* [What needs to be done]
Each record below needs to be set down again exactly.
++++ Excerpted data ++++
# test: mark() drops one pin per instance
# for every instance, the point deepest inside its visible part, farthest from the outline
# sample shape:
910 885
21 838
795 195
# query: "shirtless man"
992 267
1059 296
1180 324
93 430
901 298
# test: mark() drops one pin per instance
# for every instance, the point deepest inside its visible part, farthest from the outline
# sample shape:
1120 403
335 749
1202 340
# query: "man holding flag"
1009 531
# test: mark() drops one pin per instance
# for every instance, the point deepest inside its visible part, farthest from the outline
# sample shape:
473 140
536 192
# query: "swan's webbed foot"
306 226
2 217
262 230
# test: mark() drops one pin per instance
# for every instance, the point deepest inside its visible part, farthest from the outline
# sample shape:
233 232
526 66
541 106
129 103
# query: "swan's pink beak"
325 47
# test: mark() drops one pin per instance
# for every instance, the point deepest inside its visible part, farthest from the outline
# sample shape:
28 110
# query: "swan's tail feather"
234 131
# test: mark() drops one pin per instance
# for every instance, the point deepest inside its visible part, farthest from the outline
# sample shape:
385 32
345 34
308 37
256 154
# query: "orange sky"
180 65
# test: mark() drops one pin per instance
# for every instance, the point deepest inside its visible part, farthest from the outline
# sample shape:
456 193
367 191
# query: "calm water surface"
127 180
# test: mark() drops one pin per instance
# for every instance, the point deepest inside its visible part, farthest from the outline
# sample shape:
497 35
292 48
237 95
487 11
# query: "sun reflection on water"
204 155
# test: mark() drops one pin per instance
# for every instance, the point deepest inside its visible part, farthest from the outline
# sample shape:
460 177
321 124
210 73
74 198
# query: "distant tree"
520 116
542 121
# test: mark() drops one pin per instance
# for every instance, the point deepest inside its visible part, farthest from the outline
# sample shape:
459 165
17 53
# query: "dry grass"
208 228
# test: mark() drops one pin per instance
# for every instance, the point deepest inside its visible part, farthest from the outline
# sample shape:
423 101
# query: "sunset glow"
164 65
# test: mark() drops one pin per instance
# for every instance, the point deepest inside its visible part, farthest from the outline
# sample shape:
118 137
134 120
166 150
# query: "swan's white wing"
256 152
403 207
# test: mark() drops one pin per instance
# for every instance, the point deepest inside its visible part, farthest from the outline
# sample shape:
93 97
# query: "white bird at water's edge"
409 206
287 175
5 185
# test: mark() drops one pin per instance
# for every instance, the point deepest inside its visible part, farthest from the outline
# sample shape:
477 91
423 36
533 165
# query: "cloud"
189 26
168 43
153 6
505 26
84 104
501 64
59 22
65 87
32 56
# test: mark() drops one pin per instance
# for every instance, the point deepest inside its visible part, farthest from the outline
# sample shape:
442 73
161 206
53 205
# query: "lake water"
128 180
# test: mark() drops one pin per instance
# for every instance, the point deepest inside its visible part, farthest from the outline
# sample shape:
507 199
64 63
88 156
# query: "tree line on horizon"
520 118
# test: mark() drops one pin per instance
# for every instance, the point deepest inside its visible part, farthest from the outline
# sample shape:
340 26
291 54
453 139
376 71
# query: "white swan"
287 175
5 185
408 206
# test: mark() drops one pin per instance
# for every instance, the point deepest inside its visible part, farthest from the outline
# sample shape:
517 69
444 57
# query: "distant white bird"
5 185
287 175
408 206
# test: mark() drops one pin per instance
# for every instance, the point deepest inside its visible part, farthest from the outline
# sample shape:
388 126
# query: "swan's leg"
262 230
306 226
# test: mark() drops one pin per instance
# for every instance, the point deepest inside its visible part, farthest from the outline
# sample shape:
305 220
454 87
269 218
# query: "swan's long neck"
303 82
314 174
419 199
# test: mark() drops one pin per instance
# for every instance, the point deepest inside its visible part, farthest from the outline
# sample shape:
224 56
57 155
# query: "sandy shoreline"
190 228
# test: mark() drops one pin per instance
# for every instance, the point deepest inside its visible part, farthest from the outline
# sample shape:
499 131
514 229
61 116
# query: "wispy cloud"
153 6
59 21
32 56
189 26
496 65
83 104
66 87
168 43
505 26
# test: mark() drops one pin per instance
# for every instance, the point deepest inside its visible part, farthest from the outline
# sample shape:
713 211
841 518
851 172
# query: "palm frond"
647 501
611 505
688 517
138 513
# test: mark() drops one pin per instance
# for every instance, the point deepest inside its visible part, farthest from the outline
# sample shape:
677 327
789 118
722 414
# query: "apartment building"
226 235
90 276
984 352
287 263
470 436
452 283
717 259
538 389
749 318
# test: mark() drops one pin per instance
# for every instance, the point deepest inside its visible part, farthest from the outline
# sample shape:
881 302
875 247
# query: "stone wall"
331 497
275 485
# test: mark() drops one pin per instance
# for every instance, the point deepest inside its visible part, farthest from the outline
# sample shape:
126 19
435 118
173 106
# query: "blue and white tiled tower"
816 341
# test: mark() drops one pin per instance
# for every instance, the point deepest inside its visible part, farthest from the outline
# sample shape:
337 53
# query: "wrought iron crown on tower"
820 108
++++
* [Task response]
# test: mark() drops one pin per instance
# for every instance, the point deepest inside its visible part, farthest from the outline
# sample shape:
910 885
21 838
795 195
# query: "shirtless man"
992 267
1059 296
1180 324
93 430
901 298
# test: mark() drops one pin per instance
# for every instance, the point deepest inside its visible part, farthest from the outline
# sample shape:
1120 403
335 749
1202 340
# query: "man holding flag"
1009 531
# test: mark() drops one pin per instance
# for every instance, the point deepest inside its visible part, farthest from the outline
# sample shape:
473 140
536 192
# query: "swan's webbed foot"
306 226
2 217
262 230
# test: mark() drops one pin per instance
# for every instance, the point deepest inside its visible part, farthest from the outline
# sample shape:
233 232
526 66
541 106
129 103
# query: "swan's pink beak"
325 47
# test: mark() drops one pin per instance
# for every instance, the point deepest inside its visible part, farthest from the outline
# sample shape:
28 110
# query: "swan's tail feather"
234 131
# test: mark() drops one pin per instance
# for every instance, the point deepest inside its visible part, farthest from the outline
# sample shape:
385 32
345 34
308 37
256 154
# query: "orange sky"
180 65
# test: mark() drops one pin per instance
# for every instance, the point deepest inside its visible part, farthest from the outline
# sample shape:
456 193
367 191
# query: "calm water surface"
127 180
# test: mark() drops one pin per instance
# for every instance, the point deepest inside its visible part, farthest from the outline
# sample shape:
497 35
292 48
237 95
487 11
# query: "sun reflection on water"
204 155
# test: mark() drops one pin per instance
# for every instance, the point deepest inside its visible part, farthest from the outline
# sample shape:
460 177
321 124
210 73
74 198
# query: "distant tree"
520 116
542 121
# test: mark() drops one pin per instance
# for every instance, the point deepest inside its visible part, farthest from the outline
# sample shape:
459 165
17 53
# query: "dry grass"
208 228
# test: mark() drops one pin per instance
# for every instance, the point deepest inside its visible part, farthest from the outline
# sample shape:
423 101
# query: "sunset glow"
164 65
# test: mark() drops one pin per instance
# for every instance, the point deepest inside its visible part, farthest from the outline
# sample shape:
118 137
134 120
166 150
# query: "swan's white wing"
256 152
403 207
# test: mark() drops one pin per instance
# for every instance, the point deepest inside its visible part, farthest from the outline
# sample shape:
93 97
# query: "white bird at water's edge"
409 206
287 175
5 185
# test: mark() drops one pin per instance
# for every instance, the point deepest inside its visible part, farthest from the outline
# sample shape:
477 91
423 36
533 165
# query: "cloud"
189 26
168 43
153 6
505 26
84 104
501 64
59 22
65 87
32 56
# test: mark() drops one pin per instance
# for every instance, the point deepest inside its visible part, farthest from the outline
# sample shape:
442 73
161 206
53 205
# query: "lake water"
128 180
# test: mark() drops one pin per instance
# for every instance, the point deepest inside its visible part, farthest from the outline
# sample shape:
507 199
64 63
88 156
# query: "tree line on horizon"
520 118
# test: mark() drops one pin per instance
# for every instance, the point deepest inside its visible part, farthest from the outline
# sample shape:
340 26
291 54
453 139
376 71
# query: "white swan"
287 175
5 185
408 206
# test: mark() drops one pin per instance
# for every instance, the point deepest inside its visible part, farthest from the outline
# sample shape:
517 69
444 57
# query: "distant white bird"
5 185
287 175
408 206
# test: mark() drops one pin per instance
# for every instance, the point deepest inside its visible part, farthest from the outline
# sample shape:
388 126
# query: "swan's leg"
262 230
306 226
# test: mark() drops one pin per instance
# for every instance, the point deepest inside its visible part, farthest from the outline
# sample shape:
305 220
454 87
269 218
# query: "swan's long neck"
303 82
314 174
419 199
# test: mark() drops one pin per instance
# for every instance, the point deepest inside its visible part, farthest from the outline
# sample shape:
224 56
57 155
# query: "sandy shoreline"
190 228
# test: mark() drops one pin per instance
# for every instance, the point deepest inside its visible part, farthest from the outline
# sample shape:
499 131
514 229
61 116
# query: "wispy cloud"
153 6
59 21
32 56
189 26
496 65
83 104
66 87
168 43
505 26
# test: mark() drops one pin per instance
# for every instance, the point deepest inside its visible part, farthest from the outline
# sample shape:
713 211
841 518
851 172
# query: "palm frond"
647 501
611 505
688 517
138 513
# test: mark() drops one pin per instance
# for every instance, the point deepest inside its visible part, farthest from the outline
# sample shape:
677 327
789 118
722 414
# query: "apartment building"
226 235
90 276
984 352
287 263
470 436
452 283
717 259
538 389
749 318
# test: mark() drops one pin per instance
# for every instance, the point deepest inside its visible part, farthest from the outline
# sample shape:
881 302
875 247
# query: "stone wall"
331 497
275 485
# test: mark() drops one pin per instance
# for every instance, the point deepest inside its visible part, farthest from the outline
# sample shape:
126 19
435 118
173 106
# query: "blue and white tiled tower"
816 341
# test: mark() drops one pin per instance
# for every instance, the point deepest inside its visible part, farthest from the outline
# sample shape:
337 53
# query: "wrought iron crown on tower"
820 108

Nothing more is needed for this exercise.